## Task to complete
Copy the data below line for line, changing nothing.

## Exercise input
::::

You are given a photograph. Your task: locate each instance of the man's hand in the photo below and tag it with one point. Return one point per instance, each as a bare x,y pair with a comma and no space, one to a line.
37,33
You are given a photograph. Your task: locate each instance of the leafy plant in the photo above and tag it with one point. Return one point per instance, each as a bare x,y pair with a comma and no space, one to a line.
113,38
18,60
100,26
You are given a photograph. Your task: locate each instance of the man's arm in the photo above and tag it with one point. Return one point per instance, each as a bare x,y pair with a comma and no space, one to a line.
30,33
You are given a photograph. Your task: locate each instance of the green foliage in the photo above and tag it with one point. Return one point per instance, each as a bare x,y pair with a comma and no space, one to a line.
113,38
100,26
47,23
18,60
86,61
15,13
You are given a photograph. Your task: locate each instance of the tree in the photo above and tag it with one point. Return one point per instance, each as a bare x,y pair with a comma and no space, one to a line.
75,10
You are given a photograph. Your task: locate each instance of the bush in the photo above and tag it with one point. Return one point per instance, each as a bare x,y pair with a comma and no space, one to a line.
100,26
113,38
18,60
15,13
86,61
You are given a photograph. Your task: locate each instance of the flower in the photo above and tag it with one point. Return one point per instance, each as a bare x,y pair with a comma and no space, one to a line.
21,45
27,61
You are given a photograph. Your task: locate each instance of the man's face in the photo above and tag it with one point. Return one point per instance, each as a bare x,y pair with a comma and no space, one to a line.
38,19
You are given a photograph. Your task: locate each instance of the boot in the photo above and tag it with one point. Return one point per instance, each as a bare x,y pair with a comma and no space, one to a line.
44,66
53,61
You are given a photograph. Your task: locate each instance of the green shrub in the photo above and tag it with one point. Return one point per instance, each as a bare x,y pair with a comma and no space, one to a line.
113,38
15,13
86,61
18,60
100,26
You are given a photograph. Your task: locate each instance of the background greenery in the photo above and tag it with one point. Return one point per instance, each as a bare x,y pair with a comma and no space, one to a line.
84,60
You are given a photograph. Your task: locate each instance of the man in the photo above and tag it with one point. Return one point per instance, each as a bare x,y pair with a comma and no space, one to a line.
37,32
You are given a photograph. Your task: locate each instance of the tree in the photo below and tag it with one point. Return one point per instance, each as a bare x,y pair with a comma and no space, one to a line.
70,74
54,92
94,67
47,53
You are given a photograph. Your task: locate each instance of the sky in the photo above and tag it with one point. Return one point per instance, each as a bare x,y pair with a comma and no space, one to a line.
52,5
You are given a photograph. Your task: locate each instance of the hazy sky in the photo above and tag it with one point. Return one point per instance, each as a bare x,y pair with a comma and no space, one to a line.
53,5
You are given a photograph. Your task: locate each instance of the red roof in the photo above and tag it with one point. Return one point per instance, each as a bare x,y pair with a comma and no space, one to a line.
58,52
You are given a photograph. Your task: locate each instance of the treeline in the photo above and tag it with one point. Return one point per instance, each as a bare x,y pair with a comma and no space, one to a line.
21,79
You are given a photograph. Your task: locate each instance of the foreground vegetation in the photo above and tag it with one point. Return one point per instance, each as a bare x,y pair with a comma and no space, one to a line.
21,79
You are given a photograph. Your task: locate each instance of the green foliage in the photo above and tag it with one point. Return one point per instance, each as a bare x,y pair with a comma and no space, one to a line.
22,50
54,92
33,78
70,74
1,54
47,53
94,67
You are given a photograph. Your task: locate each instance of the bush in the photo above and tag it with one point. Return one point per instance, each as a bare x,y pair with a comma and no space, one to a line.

::::

## Finished answer
You are given a photograph. Your task: locate each instance of the man's hand in the photo below and tag it with one point. Return one point per instance, each as a bare x,y pair with a comma and no space, one to a line.
37,33
You are given a photograph. Your task: locate each instance of the leafy plant in the photo above and tag it with one point. Return one point per instance, each as a bare x,y pair with a comma and no space, one to a line.
113,38
18,60
100,26
You are given a photograph. Your task: locate each instance of the man's arm in the photo above and tag it with one point. Return one point per instance, each as a bare x,y pair with a comma and no space, one to a line.
30,33
You are given a photograph. Your task: locate each instance of the green foliage in the photo above and tag it with one point. Return one point per instance, each as a bare x,y pair with a comma and no space, one to a line.
113,38
100,26
47,23
18,60
86,61
15,13
You are given a photograph. Your task: locate each instance of the tree in the photo above and tag it with one point. Return one point per instance, each as a bare x,y pair with a comma and no space, one to a line.
75,10
You are given a photograph. Your task: locate each instance of the bush in the photo above and tag it with one point. Return one point per instance, each as a bare x,y pair with a comma and no space, one to a line.
100,26
113,38
18,60
15,13
86,61
You are given a photograph. Your task: locate each instance of the flower in the photo above and tag it with one point. Return one point per instance, each as a bare x,y pair with a comma and no space, one to a line.
21,45
27,61
You are given a photograph. Your task: locate each instance of the man's face in the photo above and tag it with one point. Return one point per instance, each as a bare x,y pair with a comma and no space, one to a line.
38,19
You are given a photograph. Your task: locate each instance of the boot in the photo above and tag it with one point. Return one point per instance, each as a bare x,y pair with a comma and no space, one to a line.
44,66
53,61
You are given a photograph. Your task: locate each instance of the green shrub in the photo above and tag it with one point. Return one point per instance, each as a bare x,y pair with a comma and no space, one to a line.
113,38
15,13
86,61
18,60
100,26
You are given a photograph. Your task: locate each instance of the background greenery in the photo above and tag it with one point. Return one point per instance, each as a bare x,y pair with a comma and no space, one to a line.
84,60
You are given a photograph. Your task: locate each instance of the man in the photo above and tag it with one point. Return one point per instance, each as a bare x,y pair with a comma and no space, one to a line.
37,32
You are given a photograph. Your task: locate each instance of the tree in the photo below and tag it with one point. Return one point per instance, each as a bare x,y pair with a comma and no space, one to a line.
70,74
54,92
94,67
47,53
You are given a photograph. Your task: locate each instance of the sky in the photo above and tag it with one point. Return one point per instance, each as a bare x,y pair with a comma and no space, one to a line.
52,5
You are given a photograph. Your task: locate each instance of the hazy sky in the photo above and tag it with one point. Return one point per instance, each as a bare x,y pair with a comma and no space, one to a line.
53,5
You are given a photograph. Your task: locate each instance of the red roof in the photo above and tag it with one point. Return one point per instance, each as a bare x,y pair with a comma and no space, one to a line.
58,52
You are given a photograph. Your task: locate each instance of the treeline in the photo above and tag it with one point. Return one point per instance, each as a bare x,y pair with a comma and no space, one to a line.
21,79
You are given a photograph. Your task: locate each instance of the foreground vegetation in the photo above and tag it with one point. Return one point per instance, each as a bare x,y pair with a comma and no space, one to a line.
21,79
You are given a photograph. Your task: locate each instance of the green foliage in the photo above and tag it with one point. Return one point per instance, each as a bare x,y pair with a comma and no space, one to a line.
22,50
54,92
33,78
70,74
1,54
47,53
94,67
You are given a photograph. Your task: locate each instance of the bush in the photo above and tag it with one point. Return one point per instance, each as a bare x,y pair with a comma and no space, one to a line.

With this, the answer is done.